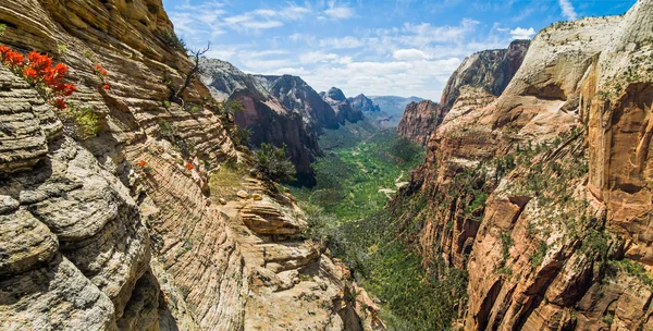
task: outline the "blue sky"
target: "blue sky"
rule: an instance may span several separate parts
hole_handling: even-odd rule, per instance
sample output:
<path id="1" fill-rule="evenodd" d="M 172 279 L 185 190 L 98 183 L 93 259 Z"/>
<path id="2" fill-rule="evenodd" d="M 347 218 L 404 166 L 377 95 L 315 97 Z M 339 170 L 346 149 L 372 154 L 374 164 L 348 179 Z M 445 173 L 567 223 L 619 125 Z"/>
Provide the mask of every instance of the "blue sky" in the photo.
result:
<path id="1" fill-rule="evenodd" d="M 301 76 L 316 90 L 439 101 L 475 51 L 557 21 L 626 12 L 636 0 L 163 0 L 175 32 L 248 73 Z"/>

▶ **STATED PROBLEM**
Copy the rows above with every "instance" changed to "region" and nothing else altered. Omit the pictures.

▶ **OUTPUT BELOW**
task: outline the "blue sky"
target: "blue sky"
rule: an region may span several separate parts
hole_handling: even-odd rule, per region
sample output:
<path id="1" fill-rule="evenodd" d="M 172 279 L 185 190 L 98 183 L 93 259 Z"/>
<path id="2" fill-rule="evenodd" d="M 347 218 L 404 166 L 377 95 L 315 97 Z M 339 170 L 346 149 L 372 154 L 374 164 L 348 179 Z M 445 173 L 567 223 L 619 125 Z"/>
Provide the mask of every region of the "blue sky" in the photo.
result:
<path id="1" fill-rule="evenodd" d="M 301 76 L 316 90 L 439 101 L 475 51 L 557 21 L 626 12 L 636 0 L 163 0 L 175 32 L 248 73 Z"/>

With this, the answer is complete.